### What needs to be done
All the data below goes into the copy word for word, but the pictures don't.

### Extracted information
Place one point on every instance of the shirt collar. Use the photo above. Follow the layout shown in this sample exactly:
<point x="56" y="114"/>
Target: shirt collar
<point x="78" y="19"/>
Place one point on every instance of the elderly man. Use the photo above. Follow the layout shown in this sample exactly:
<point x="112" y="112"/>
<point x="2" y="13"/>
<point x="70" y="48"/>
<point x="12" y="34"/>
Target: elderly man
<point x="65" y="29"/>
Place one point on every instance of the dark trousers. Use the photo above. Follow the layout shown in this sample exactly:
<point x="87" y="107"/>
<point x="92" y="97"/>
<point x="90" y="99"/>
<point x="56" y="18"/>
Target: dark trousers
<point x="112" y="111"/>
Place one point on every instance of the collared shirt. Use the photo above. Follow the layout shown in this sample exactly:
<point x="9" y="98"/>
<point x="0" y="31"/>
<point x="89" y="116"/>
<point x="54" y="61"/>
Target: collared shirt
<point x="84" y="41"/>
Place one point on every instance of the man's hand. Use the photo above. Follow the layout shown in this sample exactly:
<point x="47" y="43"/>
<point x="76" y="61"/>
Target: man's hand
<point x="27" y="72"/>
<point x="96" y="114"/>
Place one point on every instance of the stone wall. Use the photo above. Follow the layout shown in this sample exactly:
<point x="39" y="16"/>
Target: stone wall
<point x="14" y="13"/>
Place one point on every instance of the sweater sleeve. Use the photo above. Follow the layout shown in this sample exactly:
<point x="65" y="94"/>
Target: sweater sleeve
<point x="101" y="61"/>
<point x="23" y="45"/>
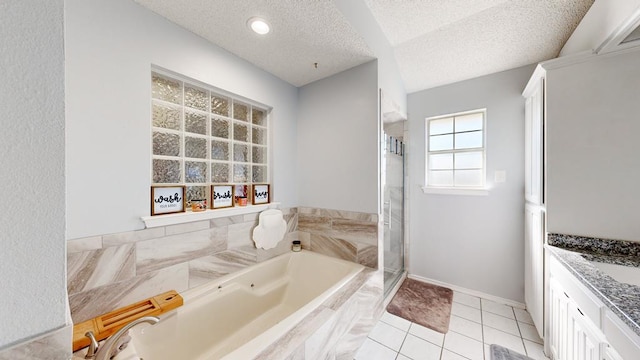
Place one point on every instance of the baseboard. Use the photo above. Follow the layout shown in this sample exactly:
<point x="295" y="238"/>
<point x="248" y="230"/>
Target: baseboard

### Response to the task
Place one point on every instance of the shirt collar. Use the photo above. Follow the layout shown in this sample exactly:
<point x="56" y="114"/>
Target: shirt collar
<point x="78" y="19"/>
Place one point on every instance of the elderly man. Use the photo above. Follow the layout shown in this sample exactly:
<point x="112" y="112"/>
<point x="2" y="13"/>
<point x="70" y="48"/>
<point x="12" y="34"/>
Target: elderly man
<point x="65" y="29"/>
Place one point on every instance of the dark trousers. Use the photo above. Follow the layout shown in this sample exactly:
<point x="87" y="107"/>
<point x="92" y="97"/>
<point x="90" y="99"/>
<point x="56" y="18"/>
Target: dark trousers
<point x="112" y="111"/>
Place one point on every instance of the collared shirt. Use the photo above. Follow the layout shown in this sample exactly:
<point x="9" y="98"/>
<point x="0" y="31"/>
<point x="89" y="116"/>
<point x="54" y="61"/>
Target: collared shirt
<point x="84" y="41"/>
Place one point on every instance of the man's hand. Use the photo above. Follow the layout shown in this sample exactly:
<point x="47" y="43"/>
<point x="76" y="61"/>
Target: man's hand
<point x="27" y="72"/>
<point x="96" y="114"/>
Place one point on every instance of the stone wall. Use the photo above. Follow the layout shown in this sample exactly:
<point x="39" y="16"/>
Target: stone wall
<point x="14" y="13"/>
Place one point on every instance of the sweater sleeve. Use the photo above. Follow the layout shown in this sample exactly:
<point x="65" y="94"/>
Target: sweater sleeve
<point x="101" y="61"/>
<point x="23" y="45"/>
Place one point on every instance of the baseboard. Use the photo above. Follow the layout shown in this sample exactly:
<point x="295" y="238"/>
<point x="248" y="230"/>
Target: baseboard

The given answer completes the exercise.